Provided material »
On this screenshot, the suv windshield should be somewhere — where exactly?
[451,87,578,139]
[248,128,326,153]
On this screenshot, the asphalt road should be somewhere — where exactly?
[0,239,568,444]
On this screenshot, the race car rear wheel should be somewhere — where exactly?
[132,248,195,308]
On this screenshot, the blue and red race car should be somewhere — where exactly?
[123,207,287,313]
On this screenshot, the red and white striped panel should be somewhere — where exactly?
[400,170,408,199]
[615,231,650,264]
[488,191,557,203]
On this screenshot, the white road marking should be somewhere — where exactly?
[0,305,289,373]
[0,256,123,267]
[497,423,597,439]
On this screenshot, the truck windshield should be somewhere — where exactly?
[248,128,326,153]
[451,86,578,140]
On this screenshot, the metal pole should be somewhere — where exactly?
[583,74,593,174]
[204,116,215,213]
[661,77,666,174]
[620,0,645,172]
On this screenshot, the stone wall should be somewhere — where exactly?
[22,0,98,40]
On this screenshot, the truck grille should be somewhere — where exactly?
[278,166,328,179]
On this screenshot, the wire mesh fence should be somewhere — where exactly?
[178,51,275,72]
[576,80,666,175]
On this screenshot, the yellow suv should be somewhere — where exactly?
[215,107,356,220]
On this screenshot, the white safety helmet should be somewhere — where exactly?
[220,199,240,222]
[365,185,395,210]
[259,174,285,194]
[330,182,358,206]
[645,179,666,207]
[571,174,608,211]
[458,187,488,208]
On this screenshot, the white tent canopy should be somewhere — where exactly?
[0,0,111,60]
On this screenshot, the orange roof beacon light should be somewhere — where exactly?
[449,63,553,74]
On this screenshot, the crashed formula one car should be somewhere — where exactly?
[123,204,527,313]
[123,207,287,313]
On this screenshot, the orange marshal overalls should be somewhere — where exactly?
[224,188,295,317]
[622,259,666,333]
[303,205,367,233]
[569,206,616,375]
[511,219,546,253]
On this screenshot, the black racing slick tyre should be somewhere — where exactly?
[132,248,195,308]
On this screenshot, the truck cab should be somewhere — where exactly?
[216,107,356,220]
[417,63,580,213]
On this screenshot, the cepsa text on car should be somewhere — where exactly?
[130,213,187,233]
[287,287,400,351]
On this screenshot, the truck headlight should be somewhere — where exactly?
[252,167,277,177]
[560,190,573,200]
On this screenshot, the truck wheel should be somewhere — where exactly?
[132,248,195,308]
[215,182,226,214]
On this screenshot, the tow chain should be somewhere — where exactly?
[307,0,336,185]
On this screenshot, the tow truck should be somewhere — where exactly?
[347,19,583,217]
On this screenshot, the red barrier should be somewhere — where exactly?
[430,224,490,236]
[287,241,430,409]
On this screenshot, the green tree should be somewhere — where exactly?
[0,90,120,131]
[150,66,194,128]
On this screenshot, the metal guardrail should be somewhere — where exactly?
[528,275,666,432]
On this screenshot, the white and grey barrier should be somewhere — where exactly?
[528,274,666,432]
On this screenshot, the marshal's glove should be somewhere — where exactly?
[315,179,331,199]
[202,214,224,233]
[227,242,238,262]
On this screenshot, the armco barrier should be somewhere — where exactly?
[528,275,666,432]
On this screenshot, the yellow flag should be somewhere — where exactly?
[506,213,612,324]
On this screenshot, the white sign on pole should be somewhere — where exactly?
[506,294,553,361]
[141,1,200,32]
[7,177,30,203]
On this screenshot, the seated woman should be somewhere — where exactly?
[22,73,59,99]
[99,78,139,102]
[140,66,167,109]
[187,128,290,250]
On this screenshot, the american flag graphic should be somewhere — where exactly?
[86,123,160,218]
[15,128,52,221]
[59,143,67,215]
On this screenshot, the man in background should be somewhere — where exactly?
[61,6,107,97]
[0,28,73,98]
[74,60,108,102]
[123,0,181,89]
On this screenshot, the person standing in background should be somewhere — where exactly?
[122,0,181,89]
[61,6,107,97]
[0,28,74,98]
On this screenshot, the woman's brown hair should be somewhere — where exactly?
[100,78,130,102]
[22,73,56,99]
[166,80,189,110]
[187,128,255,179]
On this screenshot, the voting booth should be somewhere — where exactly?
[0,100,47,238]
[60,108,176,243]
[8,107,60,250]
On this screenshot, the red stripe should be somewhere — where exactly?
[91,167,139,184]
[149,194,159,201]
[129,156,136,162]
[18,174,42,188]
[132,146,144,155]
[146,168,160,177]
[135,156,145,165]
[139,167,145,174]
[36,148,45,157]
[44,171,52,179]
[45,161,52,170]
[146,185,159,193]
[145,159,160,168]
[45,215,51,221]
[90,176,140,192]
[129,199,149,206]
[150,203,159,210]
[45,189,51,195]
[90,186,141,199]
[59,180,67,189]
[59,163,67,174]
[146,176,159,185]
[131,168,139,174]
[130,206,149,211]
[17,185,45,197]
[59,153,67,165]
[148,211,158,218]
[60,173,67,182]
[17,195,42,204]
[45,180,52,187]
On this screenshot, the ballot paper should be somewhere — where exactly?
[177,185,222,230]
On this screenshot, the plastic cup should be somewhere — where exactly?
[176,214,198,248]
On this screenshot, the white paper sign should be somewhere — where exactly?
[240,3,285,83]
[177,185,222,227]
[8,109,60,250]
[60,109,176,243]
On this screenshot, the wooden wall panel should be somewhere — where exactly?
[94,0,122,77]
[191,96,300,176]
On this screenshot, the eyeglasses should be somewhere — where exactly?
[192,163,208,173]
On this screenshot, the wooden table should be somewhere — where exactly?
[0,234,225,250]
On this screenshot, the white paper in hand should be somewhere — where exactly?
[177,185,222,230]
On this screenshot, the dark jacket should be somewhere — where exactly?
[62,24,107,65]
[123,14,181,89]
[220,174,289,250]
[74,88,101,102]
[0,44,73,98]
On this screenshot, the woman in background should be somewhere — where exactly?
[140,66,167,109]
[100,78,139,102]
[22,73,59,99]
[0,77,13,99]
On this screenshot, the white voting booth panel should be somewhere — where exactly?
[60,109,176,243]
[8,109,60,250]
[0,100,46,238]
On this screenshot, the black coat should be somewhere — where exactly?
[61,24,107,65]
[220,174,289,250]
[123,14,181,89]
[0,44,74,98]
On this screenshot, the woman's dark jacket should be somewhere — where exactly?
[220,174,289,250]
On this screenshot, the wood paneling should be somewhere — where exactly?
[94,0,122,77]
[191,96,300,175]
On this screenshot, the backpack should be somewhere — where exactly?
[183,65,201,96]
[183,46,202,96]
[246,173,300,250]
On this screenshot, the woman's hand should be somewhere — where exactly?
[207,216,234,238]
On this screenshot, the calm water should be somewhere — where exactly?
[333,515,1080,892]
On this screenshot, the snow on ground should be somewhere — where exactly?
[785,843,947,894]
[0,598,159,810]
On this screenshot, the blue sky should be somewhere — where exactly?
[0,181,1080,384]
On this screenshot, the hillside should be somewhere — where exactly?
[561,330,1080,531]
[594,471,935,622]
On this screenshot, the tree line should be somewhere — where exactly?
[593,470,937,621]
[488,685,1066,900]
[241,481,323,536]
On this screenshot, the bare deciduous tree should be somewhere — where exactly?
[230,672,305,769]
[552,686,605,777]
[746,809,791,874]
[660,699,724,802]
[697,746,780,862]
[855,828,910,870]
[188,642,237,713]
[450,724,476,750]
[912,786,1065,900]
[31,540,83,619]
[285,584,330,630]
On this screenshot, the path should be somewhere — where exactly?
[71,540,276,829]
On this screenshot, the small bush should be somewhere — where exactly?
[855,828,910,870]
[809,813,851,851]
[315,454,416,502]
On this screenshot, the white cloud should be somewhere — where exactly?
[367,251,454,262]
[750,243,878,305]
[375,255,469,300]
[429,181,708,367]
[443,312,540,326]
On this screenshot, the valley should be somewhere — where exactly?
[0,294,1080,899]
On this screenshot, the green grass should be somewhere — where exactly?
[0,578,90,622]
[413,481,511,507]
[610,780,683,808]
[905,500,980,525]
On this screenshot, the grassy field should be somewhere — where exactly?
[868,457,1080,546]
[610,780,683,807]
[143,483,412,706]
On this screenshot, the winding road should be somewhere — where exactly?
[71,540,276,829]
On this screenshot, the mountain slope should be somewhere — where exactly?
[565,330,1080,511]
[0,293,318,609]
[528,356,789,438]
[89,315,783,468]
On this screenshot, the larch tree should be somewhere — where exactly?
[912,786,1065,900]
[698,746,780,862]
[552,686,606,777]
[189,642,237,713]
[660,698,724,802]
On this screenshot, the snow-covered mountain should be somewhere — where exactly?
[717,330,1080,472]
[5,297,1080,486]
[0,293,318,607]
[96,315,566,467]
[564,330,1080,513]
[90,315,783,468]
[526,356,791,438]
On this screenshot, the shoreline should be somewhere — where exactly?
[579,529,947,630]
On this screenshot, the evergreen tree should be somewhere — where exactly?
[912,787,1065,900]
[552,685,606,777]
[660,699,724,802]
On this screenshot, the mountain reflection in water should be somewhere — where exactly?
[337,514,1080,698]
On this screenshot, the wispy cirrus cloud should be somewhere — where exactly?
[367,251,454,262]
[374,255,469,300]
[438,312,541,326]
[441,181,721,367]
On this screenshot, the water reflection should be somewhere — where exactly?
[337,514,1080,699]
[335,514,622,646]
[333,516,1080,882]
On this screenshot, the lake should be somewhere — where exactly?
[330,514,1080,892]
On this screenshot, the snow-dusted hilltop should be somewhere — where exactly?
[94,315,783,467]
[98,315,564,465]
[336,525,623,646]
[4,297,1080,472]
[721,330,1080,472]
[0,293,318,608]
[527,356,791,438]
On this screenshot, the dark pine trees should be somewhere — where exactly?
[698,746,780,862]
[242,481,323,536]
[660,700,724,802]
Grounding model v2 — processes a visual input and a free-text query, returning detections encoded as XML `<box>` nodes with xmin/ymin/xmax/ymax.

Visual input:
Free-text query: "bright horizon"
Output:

Written exercise » Reproduce the data verbatim, starting from its first line and ending with the line containing "[497,423,597,439]", with both ends included.

Output below »
On this screenshot, the suv windshield should be somewhere — where exactly?
[451,87,578,139]
[248,128,326,153]
On this screenshot, the asphalt road should be somewhere — where exactly?
[0,239,568,444]
On this screenshot, the race car rear wheel should be somewhere — where exactly?
[132,248,195,308]
On this screenshot, the blue and red race car should be somewhere — where exactly?
[123,207,287,313]
On this screenshot, the red and white striped panel should be somewhere — where exactly?
[400,170,408,199]
[615,231,650,264]
[488,191,557,203]
On this screenshot, the white road marking should be somewhere — where exactly?
[0,305,289,373]
[0,256,123,267]
[497,423,597,439]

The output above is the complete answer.